- _EXERCISE_:
Lines containing the word "each" are to be copied from the data below.

(Saved entries)

<<<<

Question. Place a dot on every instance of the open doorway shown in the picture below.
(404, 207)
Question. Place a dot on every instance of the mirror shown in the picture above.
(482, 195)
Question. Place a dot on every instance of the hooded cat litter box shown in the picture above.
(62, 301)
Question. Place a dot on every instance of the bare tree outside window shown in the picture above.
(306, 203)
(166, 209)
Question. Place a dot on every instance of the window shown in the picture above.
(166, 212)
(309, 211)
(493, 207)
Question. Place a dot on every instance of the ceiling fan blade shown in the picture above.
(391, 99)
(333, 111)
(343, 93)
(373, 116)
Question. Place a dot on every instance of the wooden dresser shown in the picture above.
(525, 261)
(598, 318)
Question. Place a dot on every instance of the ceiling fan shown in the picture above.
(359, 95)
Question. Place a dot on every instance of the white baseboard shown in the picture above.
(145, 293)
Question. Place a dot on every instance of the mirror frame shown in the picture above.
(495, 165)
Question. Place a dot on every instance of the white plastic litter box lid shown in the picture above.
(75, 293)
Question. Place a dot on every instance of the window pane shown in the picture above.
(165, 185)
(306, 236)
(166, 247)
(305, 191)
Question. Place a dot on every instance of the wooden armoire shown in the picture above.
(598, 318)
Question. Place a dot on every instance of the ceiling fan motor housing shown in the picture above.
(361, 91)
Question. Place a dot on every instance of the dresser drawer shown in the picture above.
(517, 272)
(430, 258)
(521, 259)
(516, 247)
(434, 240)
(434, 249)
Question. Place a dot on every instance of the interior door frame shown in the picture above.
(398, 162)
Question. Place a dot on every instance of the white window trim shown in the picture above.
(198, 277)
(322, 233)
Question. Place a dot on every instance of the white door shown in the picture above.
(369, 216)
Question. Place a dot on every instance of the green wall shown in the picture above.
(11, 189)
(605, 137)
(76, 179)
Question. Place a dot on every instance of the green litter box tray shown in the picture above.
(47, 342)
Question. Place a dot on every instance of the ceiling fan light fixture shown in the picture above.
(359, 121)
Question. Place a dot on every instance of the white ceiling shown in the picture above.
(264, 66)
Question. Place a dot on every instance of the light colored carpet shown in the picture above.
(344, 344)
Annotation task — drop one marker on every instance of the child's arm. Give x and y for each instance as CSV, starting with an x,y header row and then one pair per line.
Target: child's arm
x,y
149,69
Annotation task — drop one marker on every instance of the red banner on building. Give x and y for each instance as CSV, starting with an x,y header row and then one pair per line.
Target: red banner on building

>>>>

- _ANSWER SECTION_:
Annotation task — drop one marker on every instance of the child's arm. Give x and y for each instance as CSV, starting with an x,y header row and then one pair per line.
Annotation task — drop one marker on every instance of the red banner on building. Give x and y for each instance as CSV, starting with an x,y header row and then one pair per line.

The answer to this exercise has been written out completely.